• [Texto extraído]
Estas reflexiones surgen de dos episodios recientes que debiesen haber generado insomnio en todo aquel que se considere “de izquierda”. Por un lado, el hijo de Manuel Contreras, en una entrevista a propósito de la muerte de su padre, sostuvo abiertamente y sin tapujos que Ricardo Lagos Escobar sería  un candidato por el cual él votaría en las próximas elecciones. Esto se produjo en paralelo a la potente puesta en escena de Lagos, la que fue criticada por algunos (aunque sin subir mucho la voz) pero respaldada por algunas de las voces más “radicales” dentro de la Nueva Mayoría (Jaime Quintana, por ejemplo).

Por otro lado, y producto de una entrevista sobre su último libro, Gabriel Salazar aportó con una nueva palada de tierra a la tumba de la Izquierda cuando sostuvo: “Yo creo que no tenemos izquierda ahora, están todos de acuerdo, son todos neoliberales”. Pero al día siguiente le salió gente al camino, ya que Mariana Aylwin, en una columna en La Segunda, sostuvo que el gran problema del Gobierno es que se le dio el gusto a “la calle”, dado que “hoy existe una izquierda de corte populista que sigue creyendo que se puede prescindir de la realidad”. No es menor el problema que se nos presenta. Vayamos por parte.

Si nos quedamos con el primer episodio, podemos sostener que hay algo que puede llamarse la izquierda, en la medida que Ricardo Lagos podría ser perfectamente calificado como alguien “objetivamente” de izquierda, dado que fue miembro del PS y fundador del PPD, lo que lo hace merecedor de aquel título. Pero no solo eso. Tal como nos recuerda Marcel Claude en su libro El retorno de Fausto, Lagos no solo era miembro de partidos de izquierda, sino que, por lo menos en la década del 60, fue un intelectual de izquierda que estaba convencido de que la única forma de enfrentar la concentración económica era abolir la propiedad privada.

No puede ser, pues, menor la sorpresa de que este mismo Ricardo Lagos sea ahora visto con buenos ojos tanto por el actual oficialismo como una carta para suceder a Bachelet (y, por qué no, poner un poco de orden), como también por alguien que dice hablar en nombre de la “familia militar”, aquella entelequia que aglutina lo más selecto y recalcitrante de la derecha antidemocrática y antiizquierdista. En este caso la Izquierda existe, pero extrañamente gana adeptos donde debería encontrar enemigos.

• [Entradas guardadas]
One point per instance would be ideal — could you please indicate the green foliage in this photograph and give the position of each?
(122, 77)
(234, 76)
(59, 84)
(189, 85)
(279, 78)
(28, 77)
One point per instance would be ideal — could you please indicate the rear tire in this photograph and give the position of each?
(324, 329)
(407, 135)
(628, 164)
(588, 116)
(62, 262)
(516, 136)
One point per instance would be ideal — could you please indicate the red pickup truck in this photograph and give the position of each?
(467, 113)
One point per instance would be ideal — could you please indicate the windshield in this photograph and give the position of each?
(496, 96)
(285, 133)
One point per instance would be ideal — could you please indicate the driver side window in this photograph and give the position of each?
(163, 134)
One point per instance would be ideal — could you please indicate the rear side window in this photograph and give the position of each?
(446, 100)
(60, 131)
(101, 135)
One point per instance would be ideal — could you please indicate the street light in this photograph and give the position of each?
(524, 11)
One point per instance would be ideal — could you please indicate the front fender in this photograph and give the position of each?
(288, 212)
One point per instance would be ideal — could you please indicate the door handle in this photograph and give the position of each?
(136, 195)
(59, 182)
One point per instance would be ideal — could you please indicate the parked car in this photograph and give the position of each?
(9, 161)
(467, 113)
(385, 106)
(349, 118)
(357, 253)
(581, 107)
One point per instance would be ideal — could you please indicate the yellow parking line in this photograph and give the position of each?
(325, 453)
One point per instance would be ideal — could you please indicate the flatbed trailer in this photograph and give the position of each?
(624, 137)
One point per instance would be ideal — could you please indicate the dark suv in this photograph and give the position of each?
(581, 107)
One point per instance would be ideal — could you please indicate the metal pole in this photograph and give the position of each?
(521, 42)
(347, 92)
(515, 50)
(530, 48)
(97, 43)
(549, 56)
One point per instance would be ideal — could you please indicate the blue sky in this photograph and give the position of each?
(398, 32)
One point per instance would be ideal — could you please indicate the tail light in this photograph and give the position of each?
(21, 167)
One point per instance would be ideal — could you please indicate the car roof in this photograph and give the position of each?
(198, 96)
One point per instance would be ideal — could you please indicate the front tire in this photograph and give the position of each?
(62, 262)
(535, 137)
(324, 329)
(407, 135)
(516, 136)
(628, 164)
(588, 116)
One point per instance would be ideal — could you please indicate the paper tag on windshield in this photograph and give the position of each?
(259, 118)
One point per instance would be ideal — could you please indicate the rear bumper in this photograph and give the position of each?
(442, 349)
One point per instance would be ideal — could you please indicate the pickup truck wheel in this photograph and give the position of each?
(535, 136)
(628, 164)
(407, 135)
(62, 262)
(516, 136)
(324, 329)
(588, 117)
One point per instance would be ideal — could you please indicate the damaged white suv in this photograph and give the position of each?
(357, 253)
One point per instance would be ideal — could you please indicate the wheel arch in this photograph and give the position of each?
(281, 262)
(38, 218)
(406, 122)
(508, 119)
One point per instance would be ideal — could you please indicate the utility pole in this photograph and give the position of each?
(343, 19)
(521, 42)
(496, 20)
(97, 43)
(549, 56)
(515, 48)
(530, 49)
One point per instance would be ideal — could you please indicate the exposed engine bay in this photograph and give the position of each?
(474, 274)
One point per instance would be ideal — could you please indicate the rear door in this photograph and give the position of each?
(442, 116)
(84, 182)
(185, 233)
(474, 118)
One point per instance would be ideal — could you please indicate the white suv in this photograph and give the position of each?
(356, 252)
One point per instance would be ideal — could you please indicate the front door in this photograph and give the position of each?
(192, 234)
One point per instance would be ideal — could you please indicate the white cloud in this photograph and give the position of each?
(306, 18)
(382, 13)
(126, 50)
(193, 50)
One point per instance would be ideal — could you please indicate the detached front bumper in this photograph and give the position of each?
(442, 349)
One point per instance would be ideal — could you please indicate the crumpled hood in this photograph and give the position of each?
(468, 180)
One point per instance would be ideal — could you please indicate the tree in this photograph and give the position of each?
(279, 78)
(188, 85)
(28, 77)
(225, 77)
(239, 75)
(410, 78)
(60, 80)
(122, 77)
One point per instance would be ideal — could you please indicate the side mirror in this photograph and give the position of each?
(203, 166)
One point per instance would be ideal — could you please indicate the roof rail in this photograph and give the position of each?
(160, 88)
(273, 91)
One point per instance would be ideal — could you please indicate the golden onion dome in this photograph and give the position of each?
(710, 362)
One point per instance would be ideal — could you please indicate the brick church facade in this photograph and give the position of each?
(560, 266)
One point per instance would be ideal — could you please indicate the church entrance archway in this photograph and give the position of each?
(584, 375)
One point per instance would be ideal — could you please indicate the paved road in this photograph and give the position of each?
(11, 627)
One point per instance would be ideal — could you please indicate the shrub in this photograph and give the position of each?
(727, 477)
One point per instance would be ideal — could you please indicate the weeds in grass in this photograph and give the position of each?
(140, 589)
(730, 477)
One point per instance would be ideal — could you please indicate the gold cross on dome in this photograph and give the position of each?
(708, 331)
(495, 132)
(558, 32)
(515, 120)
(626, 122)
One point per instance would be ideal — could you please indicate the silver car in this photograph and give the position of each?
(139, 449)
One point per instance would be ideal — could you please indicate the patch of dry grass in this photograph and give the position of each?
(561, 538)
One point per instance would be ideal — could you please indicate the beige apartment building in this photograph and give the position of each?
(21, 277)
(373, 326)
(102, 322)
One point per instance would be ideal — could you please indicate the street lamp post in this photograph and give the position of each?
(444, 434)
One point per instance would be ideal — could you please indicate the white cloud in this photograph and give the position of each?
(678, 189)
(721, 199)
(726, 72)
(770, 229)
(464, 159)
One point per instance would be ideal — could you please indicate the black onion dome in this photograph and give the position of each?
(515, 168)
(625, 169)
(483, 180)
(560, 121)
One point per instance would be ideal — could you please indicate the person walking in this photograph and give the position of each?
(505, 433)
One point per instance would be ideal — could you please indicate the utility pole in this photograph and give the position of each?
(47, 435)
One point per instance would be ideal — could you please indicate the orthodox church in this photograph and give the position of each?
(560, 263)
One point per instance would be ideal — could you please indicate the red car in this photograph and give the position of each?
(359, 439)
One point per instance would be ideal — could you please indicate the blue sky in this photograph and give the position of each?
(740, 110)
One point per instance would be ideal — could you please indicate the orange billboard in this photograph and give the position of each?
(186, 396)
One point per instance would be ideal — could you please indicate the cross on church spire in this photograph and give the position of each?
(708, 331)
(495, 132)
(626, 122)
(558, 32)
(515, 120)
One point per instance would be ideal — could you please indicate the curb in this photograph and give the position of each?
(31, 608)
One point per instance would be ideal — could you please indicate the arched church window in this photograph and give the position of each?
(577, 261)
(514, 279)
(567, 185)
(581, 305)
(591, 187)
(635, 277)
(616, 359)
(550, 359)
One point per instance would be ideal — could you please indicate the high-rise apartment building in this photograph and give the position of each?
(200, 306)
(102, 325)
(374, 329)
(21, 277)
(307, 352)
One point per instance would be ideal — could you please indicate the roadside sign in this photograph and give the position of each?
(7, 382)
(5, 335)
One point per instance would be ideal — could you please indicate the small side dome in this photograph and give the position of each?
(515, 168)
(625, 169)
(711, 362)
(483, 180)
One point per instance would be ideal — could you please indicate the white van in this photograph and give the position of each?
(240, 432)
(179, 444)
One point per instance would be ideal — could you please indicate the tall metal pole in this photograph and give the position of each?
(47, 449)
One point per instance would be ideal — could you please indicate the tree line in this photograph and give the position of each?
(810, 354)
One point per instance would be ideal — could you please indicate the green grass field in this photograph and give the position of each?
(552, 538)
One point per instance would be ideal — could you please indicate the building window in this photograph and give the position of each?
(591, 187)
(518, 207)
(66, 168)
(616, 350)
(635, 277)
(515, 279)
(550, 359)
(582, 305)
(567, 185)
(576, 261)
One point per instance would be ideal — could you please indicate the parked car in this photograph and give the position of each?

• [Tarea]
Transcribe el fragmento del texto sobre la izquierda comprendido entre "No puede ser, pues, menor" y "debería encontrar enemigos.", ambos incluidos.

• [Espacio de respuesta]
No puede ser, pues, menor la sorpresa de que este mismo Ricardo Lagos sea ahora visto con buenos ojos tanto por el actual oficialismo como una carta para suceder a Bachelet (y, por qué no, poner un poco de orden), como también por alguien que dice hablar en nombre de la “familia militar”, aquella entelequia que aglutina lo más selecto y recalcitrante de la derecha antidemocrática y antiizquierdista. En este caso la Izquierda existe, pero extrañamente gana adeptos donde debería encontrar enemigos.